#### Work task 1
Retype the tournament preview post word for word, everything from "Friday, March 19, 2010" down to "down your face.".
#### Work task 2
Extend the blog post previewing the second night of tournament games, picking up after its final line.

#### Text excerpt
• • • • •
Friday, March 19, 2010

Night 2: Put on Your Red Shoes and the Dance the Blues

For all you 9-to-5ers, the sweet release of quitting time is upon us. The TPS reports have been filed. The last of the sickly sweet but irresistibly free K-cup coffee has been drank. You should be home on the couch or at the nearest happy hour establishment when the evening tilts tip off. With those games in mind, here's a preview of all the other games that you won't be able to watch while CBS is stuffing No. 1 seeds down your face.

I haven't gone back and tabulated the results from today. Perhaps because I know that I didn't rock anyone's socks off with my picks. Just like yesterday, not bad but certainly nothing to brag about. Had I done better, sweeping the afternoon, then the bragging would have gone...



West Region
No. 9 Florida State Seminoles (22-9, ACC)
No. 8 Gonzaga Bulldogs (26-6, WAC)
• • • • •
#### Listed records
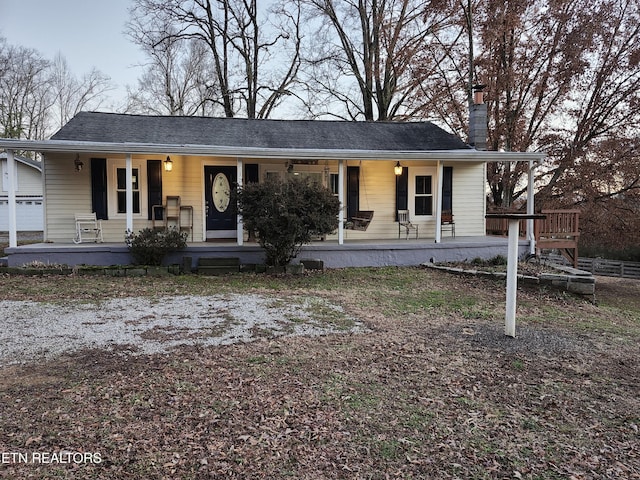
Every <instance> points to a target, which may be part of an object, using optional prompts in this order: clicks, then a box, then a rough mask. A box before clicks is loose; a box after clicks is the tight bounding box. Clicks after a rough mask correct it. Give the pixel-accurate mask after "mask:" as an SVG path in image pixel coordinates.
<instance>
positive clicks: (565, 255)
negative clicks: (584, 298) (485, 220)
mask: <svg viewBox="0 0 640 480" xmlns="http://www.w3.org/2000/svg"><path fill="white" fill-rule="evenodd" d="M541 213H542V214H544V215H546V216H547V217H546V218H545V219H544V220H536V221H535V222H534V227H533V228H534V234H535V239H536V253H537V254H540V251H541V250H558V252H560V253H561V254H562V255H563V256H564V257H565V258H566V259H567V260H569V262H571V263H572V264H573V266H574V267H575V268H577V266H578V240H579V239H580V231H579V218H580V211H579V210H542V212H541ZM486 225H487V235H500V236H505V237H506V236H507V232H508V225H507V220H504V219H498V218H488V219H487V224H486ZM526 231H527V224H526V220H522V221H521V222H520V236H521V237H525V236H526Z"/></svg>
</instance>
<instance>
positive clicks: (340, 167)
mask: <svg viewBox="0 0 640 480" xmlns="http://www.w3.org/2000/svg"><path fill="white" fill-rule="evenodd" d="M338 200H339V201H340V211H339V212H338V245H342V244H344V160H342V159H340V160H338Z"/></svg>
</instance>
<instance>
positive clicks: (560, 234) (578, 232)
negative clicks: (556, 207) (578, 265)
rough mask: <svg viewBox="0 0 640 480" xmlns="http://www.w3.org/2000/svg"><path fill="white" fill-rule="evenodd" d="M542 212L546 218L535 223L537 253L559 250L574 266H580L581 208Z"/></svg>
mask: <svg viewBox="0 0 640 480" xmlns="http://www.w3.org/2000/svg"><path fill="white" fill-rule="evenodd" d="M541 213H543V214H544V215H546V218H545V219H543V220H536V221H535V223H534V231H535V238H536V253H537V254H538V255H540V252H541V251H542V250H558V251H559V252H560V253H561V254H562V256H563V257H565V258H566V259H567V260H569V261H570V262H571V263H572V264H573V267H574V268H578V239H579V238H580V231H579V228H578V226H579V225H578V223H579V219H580V210H542V212H541Z"/></svg>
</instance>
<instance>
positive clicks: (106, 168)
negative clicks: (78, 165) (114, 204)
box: [91, 158, 109, 220]
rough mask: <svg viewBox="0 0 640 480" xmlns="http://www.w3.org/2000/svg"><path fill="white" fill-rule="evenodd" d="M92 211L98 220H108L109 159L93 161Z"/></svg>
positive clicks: (105, 158)
mask: <svg viewBox="0 0 640 480" xmlns="http://www.w3.org/2000/svg"><path fill="white" fill-rule="evenodd" d="M91 209H92V210H93V211H94V212H96V218H98V219H100V220H108V219H109V216H108V215H107V159H106V158H92V159H91Z"/></svg>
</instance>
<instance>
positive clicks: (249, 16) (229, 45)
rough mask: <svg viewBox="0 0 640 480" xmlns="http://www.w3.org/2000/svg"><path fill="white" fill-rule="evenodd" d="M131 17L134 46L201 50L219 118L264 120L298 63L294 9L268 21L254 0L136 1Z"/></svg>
mask: <svg viewBox="0 0 640 480" xmlns="http://www.w3.org/2000/svg"><path fill="white" fill-rule="evenodd" d="M274 8H275V7H274ZM291 12H293V13H291ZM131 13H132V21H131V22H130V25H129V34H130V35H131V37H132V38H133V39H134V41H135V42H136V43H138V44H141V45H146V46H148V47H151V48H153V49H154V50H155V49H157V48H161V45H163V44H165V43H166V42H171V41H173V40H174V39H180V40H187V39H188V40H193V41H196V42H200V43H201V44H202V45H205V46H206V47H207V50H208V52H209V60H208V61H209V62H210V65H211V74H210V78H209V80H208V81H207V82H206V85H207V88H209V89H211V90H212V91H214V92H215V93H216V95H215V98H214V101H215V102H216V103H217V105H219V106H220V107H221V109H222V111H223V113H224V115H225V116H228V117H233V116H235V115H237V114H244V115H246V116H247V117H249V118H265V117H268V116H270V115H271V114H272V113H273V110H274V108H275V107H277V106H278V105H279V104H280V102H282V100H283V99H284V98H285V97H286V96H287V95H289V94H290V91H289V87H290V86H291V85H292V83H293V82H294V81H295V78H296V76H297V73H298V68H299V65H300V58H299V51H300V40H301V38H300V31H299V9H293V10H291V9H289V10H288V11H286V12H285V11H284V10H279V11H278V15H275V14H274V16H273V18H274V19H276V21H272V22H268V21H267V19H269V18H270V16H269V12H268V11H267V10H266V9H261V8H259V7H258V2H257V0H169V1H167V0H136V2H135V7H134V8H133V9H132V12H131ZM282 65H284V66H285V67H284V68H282V67H281V66H282Z"/></svg>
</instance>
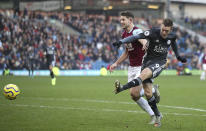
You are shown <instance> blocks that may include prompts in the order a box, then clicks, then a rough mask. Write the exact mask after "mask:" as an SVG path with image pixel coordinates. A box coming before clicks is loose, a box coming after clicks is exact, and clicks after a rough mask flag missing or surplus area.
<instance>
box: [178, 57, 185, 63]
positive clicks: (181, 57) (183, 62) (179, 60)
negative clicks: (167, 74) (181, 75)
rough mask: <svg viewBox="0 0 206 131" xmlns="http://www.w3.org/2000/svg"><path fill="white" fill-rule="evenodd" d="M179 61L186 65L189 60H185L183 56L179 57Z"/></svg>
mask: <svg viewBox="0 0 206 131" xmlns="http://www.w3.org/2000/svg"><path fill="white" fill-rule="evenodd" d="M177 59H178V60H179V61H181V62H182V63H186V62H187V59H186V58H184V57H181V56H178V57H177Z"/></svg>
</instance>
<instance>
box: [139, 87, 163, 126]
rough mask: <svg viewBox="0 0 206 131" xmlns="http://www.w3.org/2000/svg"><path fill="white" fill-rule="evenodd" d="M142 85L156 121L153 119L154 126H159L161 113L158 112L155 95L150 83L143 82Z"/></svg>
mask: <svg viewBox="0 0 206 131" xmlns="http://www.w3.org/2000/svg"><path fill="white" fill-rule="evenodd" d="M143 87H144V90H145V96H146V97H147V100H148V103H149V105H150V107H151V108H152V110H153V112H154V113H155V116H156V121H155V124H154V126H155V127H160V126H161V118H162V117H161V113H160V112H159V110H158V108H157V103H156V100H155V97H154V96H153V94H152V83H144V84H143Z"/></svg>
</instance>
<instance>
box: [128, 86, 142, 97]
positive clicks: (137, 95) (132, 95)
mask: <svg viewBox="0 0 206 131" xmlns="http://www.w3.org/2000/svg"><path fill="white" fill-rule="evenodd" d="M141 89H142V86H136V87H133V88H130V95H131V96H132V97H140V91H141Z"/></svg>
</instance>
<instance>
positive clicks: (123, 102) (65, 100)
mask: <svg viewBox="0 0 206 131" xmlns="http://www.w3.org/2000/svg"><path fill="white" fill-rule="evenodd" d="M21 98H23V99H25V98H29V99H35V100H48V101H76V102H90V103H111V104H136V103H134V102H119V101H107V100H94V99H74V98H71V99H70V98H42V97H21ZM158 106H160V107H165V108H171V109H183V110H192V111H199V112H206V110H205V109H198V108H191V107H181V106H169V105H158Z"/></svg>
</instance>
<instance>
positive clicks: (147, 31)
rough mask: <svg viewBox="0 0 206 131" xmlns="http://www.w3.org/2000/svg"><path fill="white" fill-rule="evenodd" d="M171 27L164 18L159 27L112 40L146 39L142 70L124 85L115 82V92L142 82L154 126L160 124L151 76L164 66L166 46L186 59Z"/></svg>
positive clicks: (117, 44)
mask: <svg viewBox="0 0 206 131" xmlns="http://www.w3.org/2000/svg"><path fill="white" fill-rule="evenodd" d="M172 28H173V22H172V20H170V19H164V20H163V23H162V24H161V27H160V28H152V29H151V30H147V31H145V32H144V33H140V34H138V35H133V36H130V37H127V38H124V39H122V40H120V41H117V42H114V43H113V45H114V46H117V47H119V46H120V45H121V44H123V43H131V42H134V41H136V40H138V39H147V40H148V44H147V46H148V49H147V52H146V53H145V56H144V57H143V63H142V69H141V70H142V71H141V73H140V75H139V77H137V78H136V79H133V80H132V81H130V82H128V83H127V84H125V85H121V84H120V82H119V81H116V82H115V89H116V90H115V91H116V92H115V93H116V94H117V93H119V92H121V91H124V90H126V89H130V88H133V87H136V86H139V85H142V84H143V88H144V91H145V96H146V98H147V100H148V103H149V105H150V106H151V108H152V110H153V111H154V113H155V116H156V122H155V124H154V126H155V127H160V126H161V113H160V112H159V110H158V108H157V104H156V103H157V102H156V100H155V97H154V95H153V94H152V82H153V78H155V77H157V76H158V75H159V74H160V73H161V72H162V71H163V69H164V68H165V64H166V58H167V53H168V48H169V47H170V46H171V47H172V49H173V51H174V53H175V55H176V57H177V59H178V60H179V61H181V62H182V63H186V62H187V60H186V58H184V57H181V56H180V55H179V53H178V51H177V45H176V35H175V34H173V33H171V31H172Z"/></svg>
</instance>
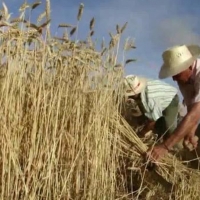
• • • • •
#### Your response 1
Friday, March 19, 2010

Night 2: Put on Your Red Shoes and the Dance the Blues

For all you 9-to-5ers, the sweet release of quitting time is upon us. The TPS reports have been filed. The last of the sickly sweet but irresistibly free K-cup coffee has been drank. You should be home on the couch or at the nearest happy hour establishment when the evening tilts tip off. With those games in mind, here's a preview of all the other games that you won't be able to watch while CBS is stuffing No. 1 seeds down your face.

#### Your response 2
7:10 P.M. EST
HSBC Arena, Buffalo, NY

Last year's Toney Douglas-led FSU club was a No. 5 seed but was upset by Wisconsin in the first round*. Douglas was then drafted by the Los Angeles Lakers in order to be sold to the New York Knicks. After showing a few flashes of promise early in the season, Douglas feel off the deep end of the depth chart for months. But he's gotten some big-time playing as of late. Coach Mike D'Antoni finally pulled the plug on the wheezing Chris Duhon era and quickly realized that there was not ever going to be a Sergio Rodriguez era. And, sort of by default, Douglas is starting for the Knickerbockers tonight at the Garden when they face off with the 76ers.

If Douglas was not doing that, and was still playing with the Seminoles then I would pick them to advance past Mark Few's Gonzaga Bulldogs. He is not. And therefore I am not. In this couple the Zags are the major and the Noles are the bottom aspiring small program.

ESPN.com's Joe Lunardi: Florida State
SI's Seth Davis: Gonzaga
President Obama: Florida State
WWOD?: Gonzaga

*Badgers are vicious.

East Region
No. 16 Arkansas-Pine Bluff Golden Lions (18-15, SWAC)
No. 1 Duke Blue Devils (29-5, ACC)
7:25 P.M. EST
Jacksonville Veterans Memorial Arena, Jacksonville, FL

I've previously written that I'd be disappointed, as a fan, if certain top seeds were knocked out early. I want to watch Evan Turner. I want to watch John Wall. I want to see Greivis Vasquez. One team that I wouldn't miss is Duke. This is the least novel point that I will make for as long as I can keep up this pace. Anyway, they'll be back on Sunday whereas I imagine most of the kids from Arkansas Pine-Bluff will be in church.


Midwest Region
No. 10 Georgia Tech Yellow Jackets (22-12, ACC)
No. 7 Oklahoma State Cowboys (22-10, Big 10)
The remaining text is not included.